Given exercise ▸
Each record below should appear again exactly as written.

Data records ▸
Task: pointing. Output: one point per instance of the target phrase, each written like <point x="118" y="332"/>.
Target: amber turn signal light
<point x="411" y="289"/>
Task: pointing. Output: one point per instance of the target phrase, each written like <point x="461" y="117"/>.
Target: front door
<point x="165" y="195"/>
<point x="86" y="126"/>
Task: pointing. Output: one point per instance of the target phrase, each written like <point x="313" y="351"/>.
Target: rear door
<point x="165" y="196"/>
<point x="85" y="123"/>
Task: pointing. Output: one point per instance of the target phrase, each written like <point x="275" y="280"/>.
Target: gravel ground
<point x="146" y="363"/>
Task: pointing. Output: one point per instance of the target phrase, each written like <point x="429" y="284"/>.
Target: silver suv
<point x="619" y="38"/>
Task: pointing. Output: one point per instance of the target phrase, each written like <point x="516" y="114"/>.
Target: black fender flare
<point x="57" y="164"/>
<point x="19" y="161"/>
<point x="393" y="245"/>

Exercise result ▸
Task: pointing. Output: one point per instance of the target phrase, each written like <point x="118" y="332"/>.
Target: amber turn signal light
<point x="411" y="289"/>
Task: pointing. Output: one point per instance of the target phrase, each written like <point x="461" y="117"/>.
Target: front door
<point x="165" y="195"/>
<point x="86" y="126"/>
Task: pointing. Output: one point per instance of the target phrase, each written like <point x="313" y="351"/>.
Target: rear door
<point x="165" y="196"/>
<point x="85" y="123"/>
Task: pointing. Output: one point per instance of the target phrase, each written like <point x="275" y="280"/>.
Target: gravel ground
<point x="146" y="363"/>
Task: pointing. Output: one point per instance of the target phrase, each written like <point x="429" y="284"/>.
Target: silver suv
<point x="619" y="38"/>
Task: pointing. Output: one point per instance of the target phrase, each written like <point x="516" y="114"/>.
Target: black fender flare
<point x="57" y="164"/>
<point x="19" y="161"/>
<point x="393" y="245"/>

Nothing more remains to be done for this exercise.